What is needed:
Convert every line of the records below into a JSON list of strings, one string per line, skipping blank lines. Omit the pictures from your answer.

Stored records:
[BEGIN]

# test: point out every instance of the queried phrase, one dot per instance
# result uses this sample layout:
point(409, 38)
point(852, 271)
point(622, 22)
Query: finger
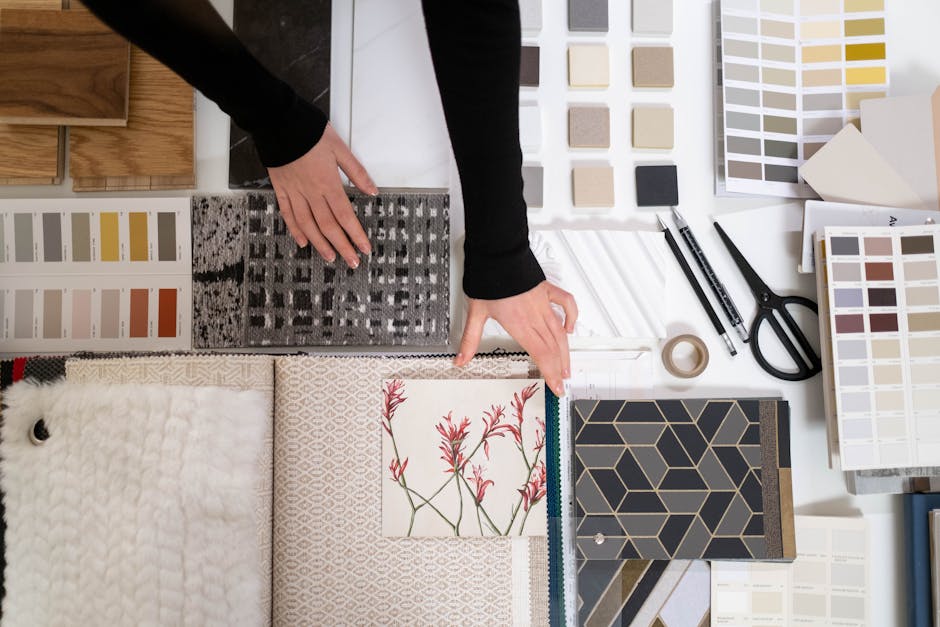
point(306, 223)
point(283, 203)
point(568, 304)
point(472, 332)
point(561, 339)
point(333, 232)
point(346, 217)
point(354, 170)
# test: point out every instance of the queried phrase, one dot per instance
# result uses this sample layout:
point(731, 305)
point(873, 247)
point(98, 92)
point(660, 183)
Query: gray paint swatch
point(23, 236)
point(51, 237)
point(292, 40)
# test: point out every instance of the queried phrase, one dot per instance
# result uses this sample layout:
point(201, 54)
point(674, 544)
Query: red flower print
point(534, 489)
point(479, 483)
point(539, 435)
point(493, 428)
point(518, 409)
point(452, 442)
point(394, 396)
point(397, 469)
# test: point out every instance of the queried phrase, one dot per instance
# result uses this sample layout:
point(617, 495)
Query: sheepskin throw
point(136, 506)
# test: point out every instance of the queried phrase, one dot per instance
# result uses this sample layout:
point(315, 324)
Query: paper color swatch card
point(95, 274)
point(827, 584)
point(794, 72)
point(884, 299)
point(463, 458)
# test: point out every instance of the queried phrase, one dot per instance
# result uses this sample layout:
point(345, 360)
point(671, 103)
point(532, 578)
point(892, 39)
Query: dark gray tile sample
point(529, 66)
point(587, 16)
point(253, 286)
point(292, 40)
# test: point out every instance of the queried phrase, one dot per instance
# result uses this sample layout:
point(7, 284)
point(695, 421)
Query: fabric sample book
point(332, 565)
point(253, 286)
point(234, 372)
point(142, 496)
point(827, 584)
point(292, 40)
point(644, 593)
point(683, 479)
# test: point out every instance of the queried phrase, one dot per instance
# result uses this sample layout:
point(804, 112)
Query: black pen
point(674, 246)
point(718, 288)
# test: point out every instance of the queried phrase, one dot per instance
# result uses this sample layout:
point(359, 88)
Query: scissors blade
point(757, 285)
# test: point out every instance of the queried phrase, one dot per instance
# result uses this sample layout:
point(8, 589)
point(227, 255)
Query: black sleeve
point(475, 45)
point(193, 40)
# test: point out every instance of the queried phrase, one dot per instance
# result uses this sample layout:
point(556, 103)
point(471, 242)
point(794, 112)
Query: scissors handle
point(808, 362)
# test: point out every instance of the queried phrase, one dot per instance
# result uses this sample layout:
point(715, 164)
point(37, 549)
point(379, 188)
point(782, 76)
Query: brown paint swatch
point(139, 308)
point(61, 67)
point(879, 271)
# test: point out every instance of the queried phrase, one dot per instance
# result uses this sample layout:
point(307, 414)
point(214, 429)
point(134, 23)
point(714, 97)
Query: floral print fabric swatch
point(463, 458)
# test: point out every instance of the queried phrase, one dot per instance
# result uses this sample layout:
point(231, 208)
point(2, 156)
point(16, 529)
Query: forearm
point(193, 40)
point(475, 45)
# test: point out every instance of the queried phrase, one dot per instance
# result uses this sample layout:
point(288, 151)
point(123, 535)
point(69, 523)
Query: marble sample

[END]

Solution to the problem:
[
  "# test: point out every instance of the queried phrase, one dot per instance",
  "# result uses this sample layout:",
  "point(409, 38)",
  "point(852, 271)",
  "point(622, 22)",
  "Query: finger",
  "point(306, 223)",
  "point(283, 203)",
  "point(568, 304)",
  "point(472, 332)",
  "point(561, 339)",
  "point(333, 232)",
  "point(346, 217)",
  "point(354, 170)",
  "# test: point out every instance of the queried phrase, one dot per instance",
  "# result uses this sample layout:",
  "point(731, 305)",
  "point(873, 247)",
  "point(98, 92)",
  "point(660, 183)",
  "Query: gray paint swatch",
  "point(23, 236)",
  "point(51, 237)",
  "point(292, 40)",
  "# test: point out every instance of the queried phrase, one dot per instance",
  "# result uses this sample layout:",
  "point(201, 54)",
  "point(674, 544)",
  "Query: red flower print",
  "point(534, 489)",
  "point(479, 483)",
  "point(539, 435)",
  "point(493, 428)",
  "point(518, 409)",
  "point(452, 442)",
  "point(394, 396)",
  "point(397, 469)",
  "# test: point out every instance of the queried phrase, one dot per instance",
  "# result uses this sample layout:",
  "point(617, 495)",
  "Query: sheepskin throw",
  "point(136, 506)",
  "# test: point out every instance of the queried phrase, one dot per instance",
  "# result uses this sample layout:",
  "point(315, 324)",
  "Query: paper color swatch card",
  "point(95, 274)",
  "point(827, 584)",
  "point(794, 72)",
  "point(884, 299)",
  "point(463, 458)",
  "# test: point out every instance of the queried phrase, one dot per instance",
  "# result uses this sample layout:",
  "point(345, 360)",
  "point(671, 103)",
  "point(532, 578)",
  "point(892, 39)",
  "Query: dark gray tile sample",
  "point(529, 66)",
  "point(587, 16)",
  "point(253, 286)",
  "point(292, 40)",
  "# test: point out every instance of the queried phrase, one dot per instance",
  "# result uses this sample layout:",
  "point(7, 284)",
  "point(695, 421)",
  "Query: fabric sample book",
  "point(332, 565)",
  "point(253, 286)",
  "point(234, 372)",
  "point(142, 496)",
  "point(827, 584)",
  "point(292, 40)",
  "point(644, 593)",
  "point(683, 479)",
  "# test: point out every instance of the queried phrase, one dot per instance",
  "# result uses this sample layout:",
  "point(804, 112)",
  "Query: black pen",
  "point(674, 246)",
  "point(718, 288)",
  "# test: point out every instance of the queried phrase, one dot per instance",
  "# result uses this sample layout:",
  "point(359, 88)",
  "Query: scissors blade",
  "point(757, 285)",
  "# test: point out every instance of the queried phrase, one dot per instance",
  "# result uses this sample layout:",
  "point(8, 589)",
  "point(227, 255)",
  "Query: black sleeve",
  "point(475, 45)",
  "point(193, 40)",
  "# test: point out every instance of the queried phrase, one dot per instance",
  "# result uses this sample layout:",
  "point(556, 103)",
  "point(471, 242)",
  "point(794, 112)",
  "Query: scissors handle",
  "point(808, 362)",
  "# test: point out every instance of the queried phrase, one dot per instance",
  "# result uses this sample layout:",
  "point(715, 164)",
  "point(37, 549)",
  "point(379, 188)",
  "point(782, 76)",
  "Query: brown paint swatch",
  "point(139, 308)",
  "point(61, 67)",
  "point(879, 271)",
  "# test: point out every instance of the queried phrase, one dot per instance",
  "# result uses this sample layout:",
  "point(307, 414)",
  "point(214, 429)",
  "point(134, 23)",
  "point(714, 97)",
  "Query: floral print fabric swatch",
  "point(463, 458)",
  "# test: point out every instance of the queried phrase, one dot per instance",
  "# result uses this sample layout:",
  "point(231, 208)",
  "point(2, 156)",
  "point(16, 529)",
  "Query: forearm",
  "point(193, 40)",
  "point(475, 45)",
  "# test: point out every instance of the queried phrase, one dot per instance",
  "# result uses this sample layout:",
  "point(288, 151)",
  "point(123, 535)",
  "point(69, 523)",
  "Query: marble sample"
]